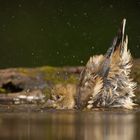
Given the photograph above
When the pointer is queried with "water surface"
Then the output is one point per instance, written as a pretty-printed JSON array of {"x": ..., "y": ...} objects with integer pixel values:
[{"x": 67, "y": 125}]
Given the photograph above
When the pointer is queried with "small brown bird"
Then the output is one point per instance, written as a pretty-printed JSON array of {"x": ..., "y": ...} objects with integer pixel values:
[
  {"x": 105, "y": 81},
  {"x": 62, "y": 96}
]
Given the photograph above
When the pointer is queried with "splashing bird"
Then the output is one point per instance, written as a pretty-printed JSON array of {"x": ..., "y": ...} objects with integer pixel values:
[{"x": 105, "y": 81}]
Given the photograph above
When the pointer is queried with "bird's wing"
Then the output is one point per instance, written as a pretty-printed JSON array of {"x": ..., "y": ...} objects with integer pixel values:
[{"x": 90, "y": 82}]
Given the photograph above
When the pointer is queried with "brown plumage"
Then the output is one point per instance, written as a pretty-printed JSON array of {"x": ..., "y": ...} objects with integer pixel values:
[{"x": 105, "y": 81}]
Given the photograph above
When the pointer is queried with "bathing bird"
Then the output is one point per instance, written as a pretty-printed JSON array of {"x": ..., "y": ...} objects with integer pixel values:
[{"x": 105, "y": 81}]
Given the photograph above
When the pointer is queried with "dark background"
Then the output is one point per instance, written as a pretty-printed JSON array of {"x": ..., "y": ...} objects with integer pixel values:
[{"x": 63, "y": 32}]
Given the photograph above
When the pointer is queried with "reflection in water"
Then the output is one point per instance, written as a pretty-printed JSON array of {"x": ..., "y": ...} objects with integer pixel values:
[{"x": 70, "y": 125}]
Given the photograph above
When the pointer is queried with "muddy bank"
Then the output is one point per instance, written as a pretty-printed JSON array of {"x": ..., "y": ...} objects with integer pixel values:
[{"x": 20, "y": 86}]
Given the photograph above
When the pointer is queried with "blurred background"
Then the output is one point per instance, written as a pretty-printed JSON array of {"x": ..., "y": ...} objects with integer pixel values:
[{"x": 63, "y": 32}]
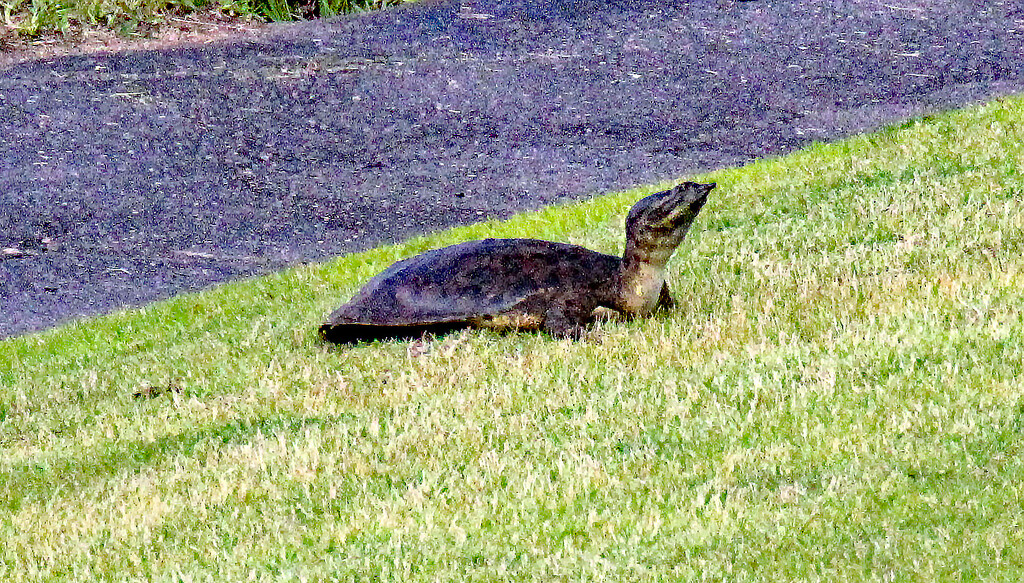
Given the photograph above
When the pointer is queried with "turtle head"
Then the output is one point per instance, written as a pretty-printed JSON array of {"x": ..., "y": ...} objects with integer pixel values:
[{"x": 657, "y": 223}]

* **Set task**: Pull out every line of the listing above that contains the string "bird". Case counts.

* **Written answer**:
When the pointer is queried with "small brown bird"
When the pointer is queried with "splashing bird"
When the pointer is queried with "bird's wing"
When the pointer is queried with "bathing bird"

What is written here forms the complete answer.